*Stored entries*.
━━━━━━━━━━━━━━━━━━━━

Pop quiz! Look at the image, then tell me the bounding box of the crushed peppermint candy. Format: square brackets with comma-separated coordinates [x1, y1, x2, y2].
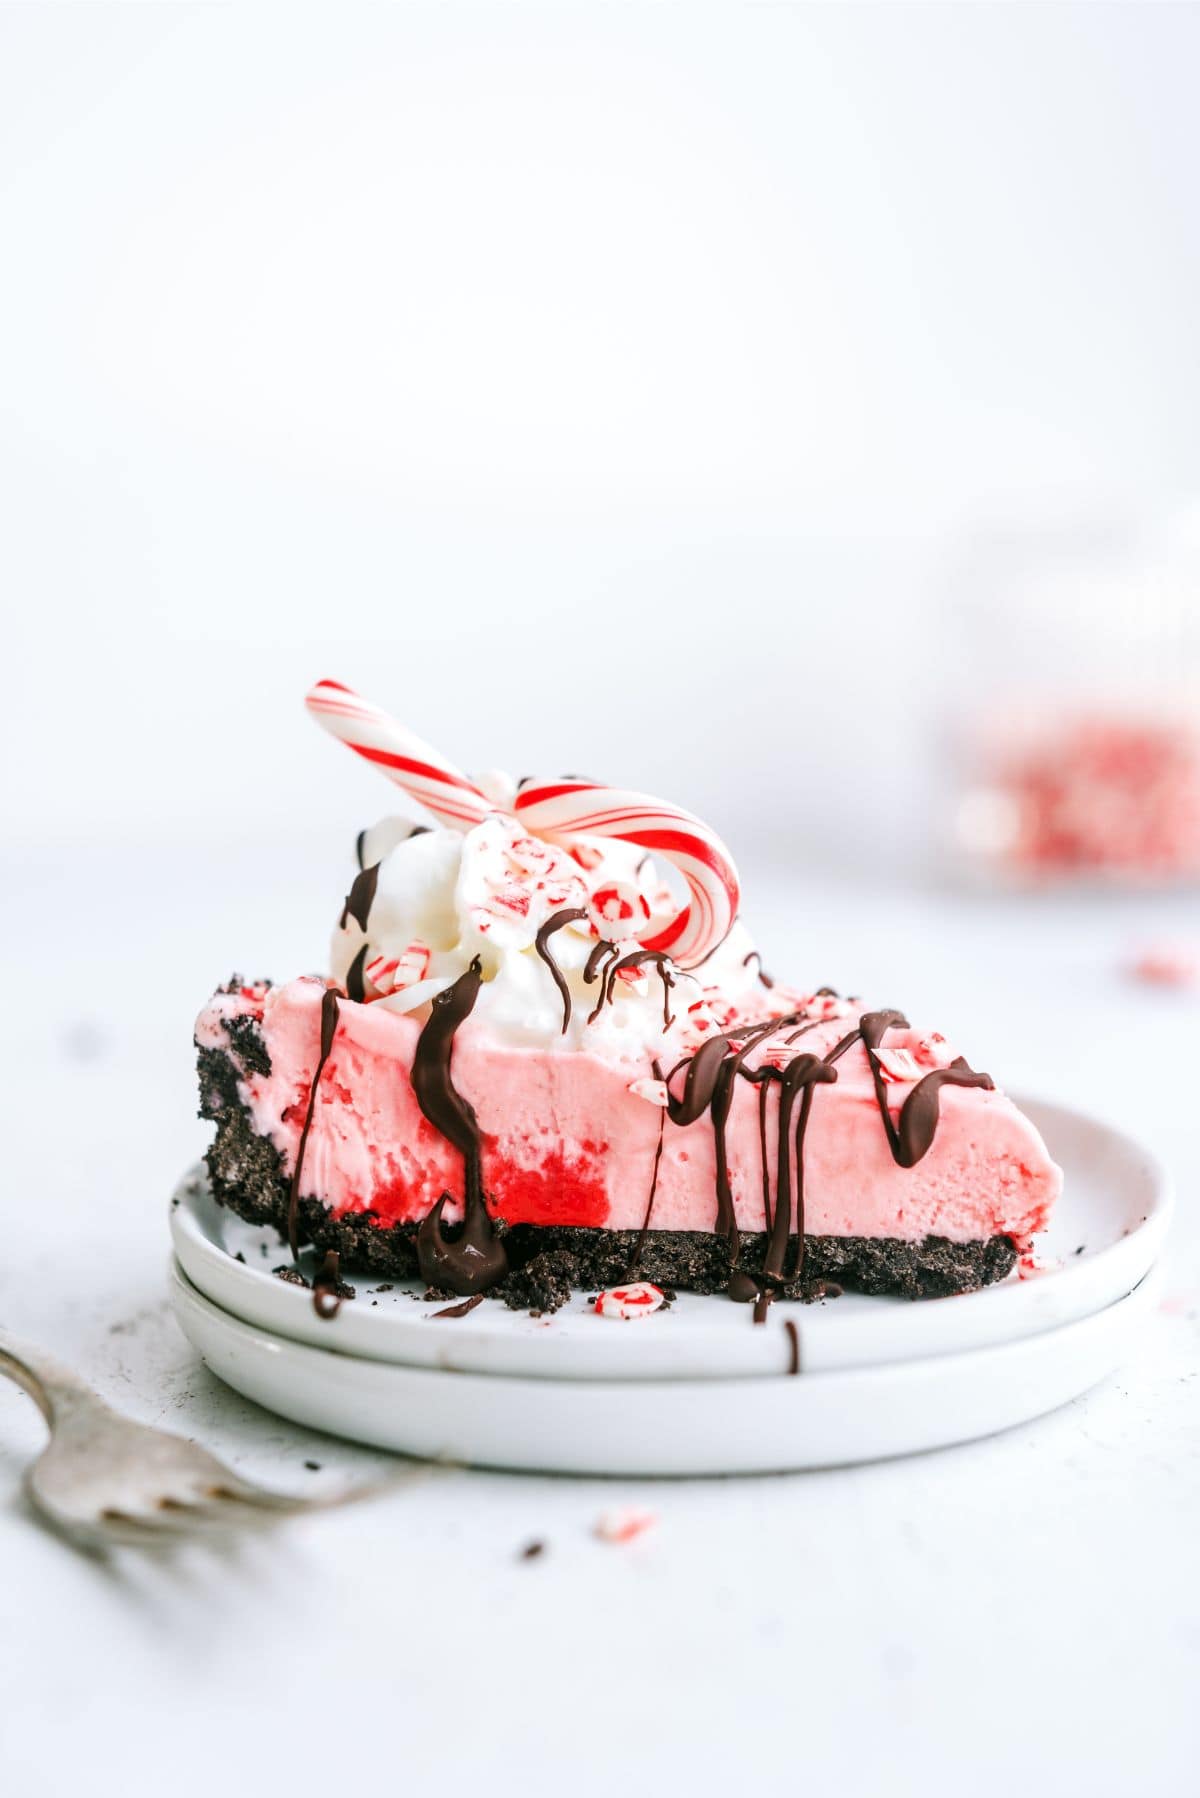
[914, 1031, 956, 1068]
[803, 992, 853, 1021]
[588, 881, 652, 938]
[365, 942, 430, 998]
[594, 1282, 665, 1320]
[628, 1077, 669, 1107]
[1130, 943, 1199, 988]
[594, 1507, 658, 1544]
[458, 814, 587, 949]
[364, 954, 399, 993]
[1017, 1248, 1063, 1280]
[875, 1045, 924, 1084]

━━━━━━━━━━━━━━━━━━━━

*WHAT THE TASK REQUIRES*.
Each entry should come back exactly as written, with its pictures omitted.

*SOLUTION*.
Pop quiz! Look at the image, then tell me the bounding box of the crushed peppermint candy. Format: square brackets with comma-separated coordinates [x1, y1, x2, y2].
[914, 1031, 956, 1068]
[803, 992, 853, 1021]
[588, 881, 652, 938]
[365, 942, 430, 998]
[594, 1282, 665, 1320]
[628, 1077, 669, 1107]
[1130, 943, 1199, 988]
[594, 1507, 658, 1544]
[458, 814, 587, 949]
[364, 954, 399, 993]
[1017, 1248, 1063, 1280]
[875, 1045, 924, 1084]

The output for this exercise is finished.